● **Passage**:
=====

NIH Research Projects · FY 2026 · 2023-09

I am a mid-career nephrologist, a newly promoted Professor, the holder of Arthur Stach Endowed Professorship and the Director of Nephrology Clinical and Research Education in the Division of Nephrology at the University of Washington (UW). I have been a NIDDK-funded physician-scientist since the completion of my fellowship in 2010; and have an active patient-oriented research program that focuses on the intersection of kidney and cardiovascular disease. My work encompasses epidemiological studies, mechanistic studies, and clinical trials all focused on the pathophysiology, diagnosis, risk stratification and treatment of hypertension, heart failure and cardiac arrhythmia in patients with chronic kidney disease, acute kidney injury and kidney failure (treated with dialysis or kidney transplant). I am currently the PI of three NIH R01s, the co-Director of the UW Nephrology NIDDK T32, co-I on two NIH U01s and the PI of two NIH administrative supplements. One of the greatest joys and privileges of my career to date has been the opportunity to serve as mentor. My success as a mentor is measured by my mentee’s success. My current and previous grants have provided numerous rich opportunities for training for post-doctoral students, residents and fellows. I have been a mentor for 24 talented individuals since 2010, Of these, 63% of my mentees remain in academia and continue in scholarship or research. The work of these mentees has been productive, yielding >40 first author publications and ten NIH or foundation grants. It is well known that advances in NIDDK-focused diseases are in crisis as fewer physicians and scientists choose to pursue research careers. Mentorship is a critical factor cited by students for inspiring their interest in scientific careers. Locally, the UW, located in Seattle, WA, is unique in its mission to attract trainees from across a five-state region of Washington, Wyoming, Alaska, Montana and Idaho. Coupled with established outreach programs at UW and the sizable pool of post-doctoral trainees, there is tremendous opportunity to cultivate the next generation of NIDDK scientists in this region. This award will provide key resources, training and professional development that will enhance my ability to serve as an effective mentor for post-doctoral trainees.

=====

● **Your instructions**:
Reproduce the entire grant abstract above verbatim. The rows have no connection to the grant abstract.

Source records:
=====

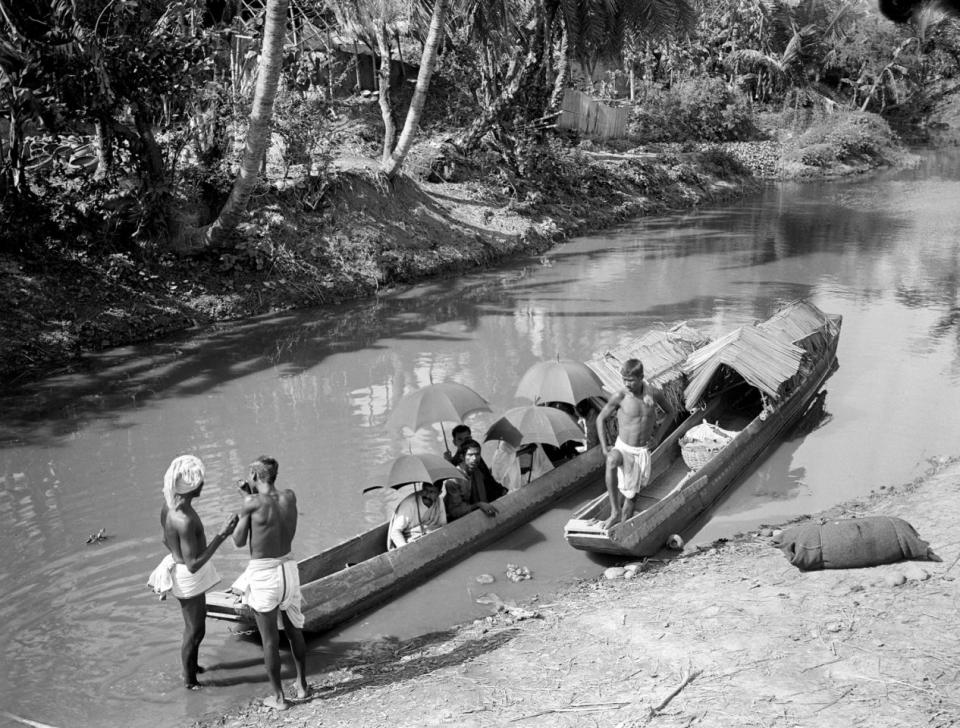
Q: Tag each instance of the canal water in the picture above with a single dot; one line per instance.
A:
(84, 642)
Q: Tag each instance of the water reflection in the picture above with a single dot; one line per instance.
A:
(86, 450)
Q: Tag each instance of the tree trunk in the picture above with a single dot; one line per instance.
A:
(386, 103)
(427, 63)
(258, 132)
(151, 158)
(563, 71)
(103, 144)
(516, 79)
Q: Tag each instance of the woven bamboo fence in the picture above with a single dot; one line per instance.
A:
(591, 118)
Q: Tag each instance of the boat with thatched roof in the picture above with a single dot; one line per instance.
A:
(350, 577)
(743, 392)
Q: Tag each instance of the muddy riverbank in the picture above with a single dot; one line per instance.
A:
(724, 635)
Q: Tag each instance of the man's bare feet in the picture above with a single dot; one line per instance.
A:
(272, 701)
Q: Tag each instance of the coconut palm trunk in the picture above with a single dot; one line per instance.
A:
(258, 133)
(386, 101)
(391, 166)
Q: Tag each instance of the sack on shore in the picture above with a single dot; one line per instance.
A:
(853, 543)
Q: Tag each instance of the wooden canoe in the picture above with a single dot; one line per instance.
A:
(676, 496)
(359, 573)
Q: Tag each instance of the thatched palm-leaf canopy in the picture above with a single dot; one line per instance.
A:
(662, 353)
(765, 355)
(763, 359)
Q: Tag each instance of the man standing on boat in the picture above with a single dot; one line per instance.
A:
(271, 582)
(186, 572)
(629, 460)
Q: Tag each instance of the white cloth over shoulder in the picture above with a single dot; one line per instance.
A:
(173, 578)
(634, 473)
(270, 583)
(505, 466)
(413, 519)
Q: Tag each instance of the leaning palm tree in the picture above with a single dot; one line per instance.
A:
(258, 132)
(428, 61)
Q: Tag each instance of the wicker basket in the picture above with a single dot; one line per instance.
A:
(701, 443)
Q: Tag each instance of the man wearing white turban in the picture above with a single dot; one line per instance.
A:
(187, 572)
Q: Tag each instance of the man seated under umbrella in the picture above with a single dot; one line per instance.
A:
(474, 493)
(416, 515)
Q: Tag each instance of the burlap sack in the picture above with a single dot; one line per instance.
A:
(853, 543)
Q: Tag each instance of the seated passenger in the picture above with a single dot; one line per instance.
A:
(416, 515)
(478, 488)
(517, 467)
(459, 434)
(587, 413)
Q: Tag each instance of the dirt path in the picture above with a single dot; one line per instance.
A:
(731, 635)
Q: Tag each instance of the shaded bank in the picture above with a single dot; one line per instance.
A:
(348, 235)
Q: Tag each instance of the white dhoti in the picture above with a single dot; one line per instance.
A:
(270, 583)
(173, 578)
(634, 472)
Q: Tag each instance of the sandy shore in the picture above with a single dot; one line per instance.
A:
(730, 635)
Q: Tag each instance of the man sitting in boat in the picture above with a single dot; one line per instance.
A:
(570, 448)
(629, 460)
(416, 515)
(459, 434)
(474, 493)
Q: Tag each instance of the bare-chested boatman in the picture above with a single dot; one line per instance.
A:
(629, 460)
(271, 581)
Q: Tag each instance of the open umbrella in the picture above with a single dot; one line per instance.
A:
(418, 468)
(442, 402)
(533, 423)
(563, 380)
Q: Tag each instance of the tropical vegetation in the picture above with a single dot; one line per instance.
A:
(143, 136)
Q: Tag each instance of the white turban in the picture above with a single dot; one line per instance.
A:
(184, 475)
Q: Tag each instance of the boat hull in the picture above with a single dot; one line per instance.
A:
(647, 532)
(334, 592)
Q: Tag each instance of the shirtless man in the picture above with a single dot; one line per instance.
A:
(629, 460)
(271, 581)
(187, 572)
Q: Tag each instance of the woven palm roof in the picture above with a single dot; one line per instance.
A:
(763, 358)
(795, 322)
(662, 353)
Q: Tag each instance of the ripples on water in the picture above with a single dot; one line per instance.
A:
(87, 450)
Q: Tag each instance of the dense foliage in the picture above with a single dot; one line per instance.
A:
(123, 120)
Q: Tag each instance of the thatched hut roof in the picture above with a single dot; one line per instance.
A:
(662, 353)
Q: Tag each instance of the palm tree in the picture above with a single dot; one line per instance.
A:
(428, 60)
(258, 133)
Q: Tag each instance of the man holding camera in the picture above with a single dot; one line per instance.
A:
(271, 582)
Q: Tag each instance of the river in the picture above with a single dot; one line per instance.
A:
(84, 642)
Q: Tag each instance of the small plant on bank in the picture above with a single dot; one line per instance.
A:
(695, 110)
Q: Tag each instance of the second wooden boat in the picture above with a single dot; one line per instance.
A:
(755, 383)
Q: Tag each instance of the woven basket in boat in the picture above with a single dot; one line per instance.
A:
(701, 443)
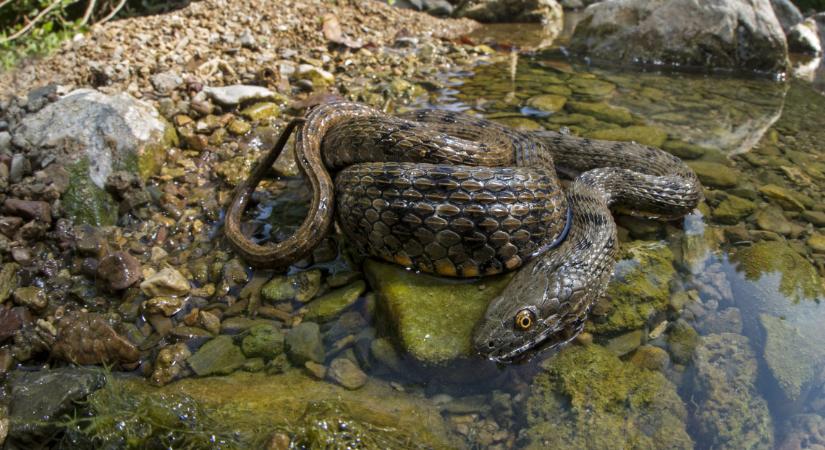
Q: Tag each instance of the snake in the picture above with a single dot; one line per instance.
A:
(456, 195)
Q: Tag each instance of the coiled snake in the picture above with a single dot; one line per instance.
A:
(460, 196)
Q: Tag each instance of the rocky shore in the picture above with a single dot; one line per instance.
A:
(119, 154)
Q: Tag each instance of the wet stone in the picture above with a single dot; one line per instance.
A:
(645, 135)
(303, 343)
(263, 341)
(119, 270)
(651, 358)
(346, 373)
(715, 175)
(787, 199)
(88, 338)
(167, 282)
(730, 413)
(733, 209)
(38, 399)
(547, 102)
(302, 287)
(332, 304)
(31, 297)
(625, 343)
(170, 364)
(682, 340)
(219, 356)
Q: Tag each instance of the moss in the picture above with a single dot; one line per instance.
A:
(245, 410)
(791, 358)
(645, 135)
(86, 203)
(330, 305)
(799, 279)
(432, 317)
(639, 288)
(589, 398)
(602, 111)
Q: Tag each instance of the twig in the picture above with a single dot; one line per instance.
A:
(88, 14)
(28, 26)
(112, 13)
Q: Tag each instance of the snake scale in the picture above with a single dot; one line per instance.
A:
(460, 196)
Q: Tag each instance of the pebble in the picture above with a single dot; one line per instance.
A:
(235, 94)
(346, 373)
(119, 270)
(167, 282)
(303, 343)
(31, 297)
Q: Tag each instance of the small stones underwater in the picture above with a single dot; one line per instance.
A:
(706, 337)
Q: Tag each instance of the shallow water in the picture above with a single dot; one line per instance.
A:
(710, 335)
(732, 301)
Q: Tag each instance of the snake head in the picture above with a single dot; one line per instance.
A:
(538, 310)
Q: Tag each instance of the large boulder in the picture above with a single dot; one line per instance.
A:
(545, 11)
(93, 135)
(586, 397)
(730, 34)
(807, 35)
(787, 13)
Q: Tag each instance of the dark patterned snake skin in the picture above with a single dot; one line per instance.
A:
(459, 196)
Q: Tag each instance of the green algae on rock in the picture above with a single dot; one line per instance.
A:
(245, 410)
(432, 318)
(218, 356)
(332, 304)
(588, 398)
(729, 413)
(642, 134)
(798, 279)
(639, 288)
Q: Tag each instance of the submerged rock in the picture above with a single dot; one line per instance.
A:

=====

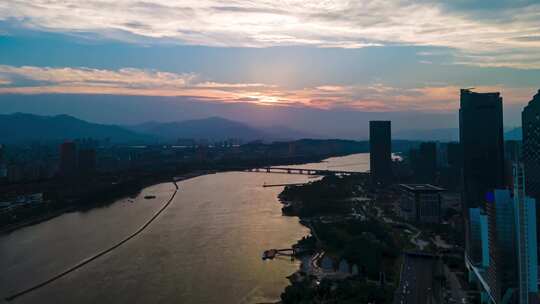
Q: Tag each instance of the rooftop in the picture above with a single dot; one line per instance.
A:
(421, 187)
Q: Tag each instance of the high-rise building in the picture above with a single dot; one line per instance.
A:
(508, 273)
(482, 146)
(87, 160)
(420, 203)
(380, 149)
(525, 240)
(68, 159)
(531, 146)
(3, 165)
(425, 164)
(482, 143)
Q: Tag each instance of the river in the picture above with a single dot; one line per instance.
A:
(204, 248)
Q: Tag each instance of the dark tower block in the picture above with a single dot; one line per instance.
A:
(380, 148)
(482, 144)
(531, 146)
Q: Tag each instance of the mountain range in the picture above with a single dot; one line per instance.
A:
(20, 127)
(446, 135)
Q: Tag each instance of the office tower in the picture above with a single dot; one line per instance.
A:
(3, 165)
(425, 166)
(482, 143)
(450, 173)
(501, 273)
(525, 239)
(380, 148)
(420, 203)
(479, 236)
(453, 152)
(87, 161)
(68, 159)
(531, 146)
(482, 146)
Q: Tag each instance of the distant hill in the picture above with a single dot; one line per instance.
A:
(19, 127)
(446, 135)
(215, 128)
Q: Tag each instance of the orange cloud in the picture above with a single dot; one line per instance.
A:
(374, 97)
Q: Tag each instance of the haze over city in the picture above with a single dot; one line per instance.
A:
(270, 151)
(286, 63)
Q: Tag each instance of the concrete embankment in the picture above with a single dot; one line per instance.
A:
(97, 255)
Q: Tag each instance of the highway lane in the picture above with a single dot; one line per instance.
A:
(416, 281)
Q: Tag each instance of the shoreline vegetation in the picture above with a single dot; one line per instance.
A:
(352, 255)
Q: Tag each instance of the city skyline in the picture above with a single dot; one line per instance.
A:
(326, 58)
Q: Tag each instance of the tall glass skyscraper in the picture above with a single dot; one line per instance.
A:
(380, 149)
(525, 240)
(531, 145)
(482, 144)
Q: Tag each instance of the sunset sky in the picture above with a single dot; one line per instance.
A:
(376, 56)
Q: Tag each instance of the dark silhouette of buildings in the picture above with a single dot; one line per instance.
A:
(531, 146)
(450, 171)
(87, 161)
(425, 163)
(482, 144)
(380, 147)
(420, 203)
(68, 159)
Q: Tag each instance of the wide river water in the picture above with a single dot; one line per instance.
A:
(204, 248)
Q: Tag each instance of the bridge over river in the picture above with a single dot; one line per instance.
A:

=====

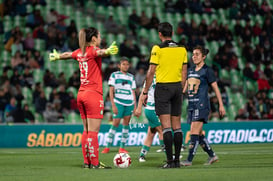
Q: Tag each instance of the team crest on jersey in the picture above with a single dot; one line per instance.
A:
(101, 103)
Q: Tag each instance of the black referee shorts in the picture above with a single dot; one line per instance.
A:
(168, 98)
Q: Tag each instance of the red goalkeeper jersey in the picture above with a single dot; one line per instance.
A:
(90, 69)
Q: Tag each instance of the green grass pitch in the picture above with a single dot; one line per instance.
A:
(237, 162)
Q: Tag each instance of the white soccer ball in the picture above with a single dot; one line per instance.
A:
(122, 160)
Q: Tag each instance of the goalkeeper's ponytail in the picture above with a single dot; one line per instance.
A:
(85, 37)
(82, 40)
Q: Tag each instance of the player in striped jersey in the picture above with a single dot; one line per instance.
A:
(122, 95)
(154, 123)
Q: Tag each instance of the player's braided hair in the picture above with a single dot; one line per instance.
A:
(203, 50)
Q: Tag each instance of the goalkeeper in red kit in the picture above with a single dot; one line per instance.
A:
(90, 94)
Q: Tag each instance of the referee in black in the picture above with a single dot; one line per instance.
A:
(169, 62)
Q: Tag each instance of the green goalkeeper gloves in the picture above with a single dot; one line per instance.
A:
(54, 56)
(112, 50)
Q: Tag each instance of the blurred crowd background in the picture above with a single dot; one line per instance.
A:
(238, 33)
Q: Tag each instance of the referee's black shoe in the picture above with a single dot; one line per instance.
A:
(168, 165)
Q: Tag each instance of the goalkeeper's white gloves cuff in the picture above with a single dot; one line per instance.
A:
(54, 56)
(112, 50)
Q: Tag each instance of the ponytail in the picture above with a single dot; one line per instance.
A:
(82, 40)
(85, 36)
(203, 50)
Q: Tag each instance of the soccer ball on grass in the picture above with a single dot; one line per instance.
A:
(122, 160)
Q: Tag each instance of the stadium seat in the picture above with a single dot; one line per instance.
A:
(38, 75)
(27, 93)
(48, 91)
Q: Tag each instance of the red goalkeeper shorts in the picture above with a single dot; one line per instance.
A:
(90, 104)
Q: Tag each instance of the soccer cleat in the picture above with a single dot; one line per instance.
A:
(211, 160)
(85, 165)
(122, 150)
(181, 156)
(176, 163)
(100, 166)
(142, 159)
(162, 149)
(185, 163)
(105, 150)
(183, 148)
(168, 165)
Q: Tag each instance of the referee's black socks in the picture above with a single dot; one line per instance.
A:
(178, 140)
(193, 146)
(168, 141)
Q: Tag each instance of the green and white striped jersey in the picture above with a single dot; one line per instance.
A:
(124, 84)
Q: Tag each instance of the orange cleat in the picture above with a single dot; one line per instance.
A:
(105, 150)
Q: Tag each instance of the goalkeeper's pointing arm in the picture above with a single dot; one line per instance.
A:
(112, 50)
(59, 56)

=====

● **Written response**:
NIH Research Projects · FY 2026 · 2023-09

I am a mid-career nephrologist, a newly promoted Professor, the holder of Arthur Stach Endowed Professorship and the Director of Nephrology Clinical and Research Education in the Division of Nephrology at the University of Washington (UW). I have been a NIDDK-funded physician-scientist since the completion of my fellowship in 2010; and have an active patient-oriented research program that focuses on the intersection of kidney and cardiovascular disease. My work encompasses epidemiological studies, mechanistic studies, and clinical trials all focused on the pathophysiology, diagnosis, risk stratification and treatment of hypertension, heart failure and cardiac arrhythmia in patients with chronic kidney disease, acute kidney injury and kidney failure (treated with dialysis or kidney transplant). I am currently the PI of three NIH R01s, the co-Director of the UW Nephrology NIDDK T32, co-I on two NIH U01s and the PI of two NIH administrative supplements. One of the greatest joys and privileges of my career to date has been the opportunity to serve as mentor. My success as a mentor is measured by my mentee’s success. My current and previous grants have provided numerous rich opportunities for training for post-doctoral students, residents and fellows. I have been a mentor for 24 talented individuals since 2010, Of these, 63% of my mentees remain in academia and continue in scholarship or research. The work of these mentees has been productive, yielding >40 first author publications and ten NIH or foundation grants. It is well known that advances in NIDDK-focused diseases are in crisis as fewer physicians and scientists choose to pursue research careers. Mentorship is a critical factor cited by students for inspiring their interest in scientific careers. Locally, the UW, located in Seattle, WA, is unique in its mission to attract trainees from across a five-state region of Washington, Wyoming, Alaska, Montana and Idaho. Coupled with established outreach programs at UW and the sizable pool of post-doctoral trainees, there is tremendous opportunity to cultivate the next generation of NIDDK scientists in this region. This award will provide key resources, training and professional development that will enhance my ability to serve as an effective mentor for post-doctoral trainees.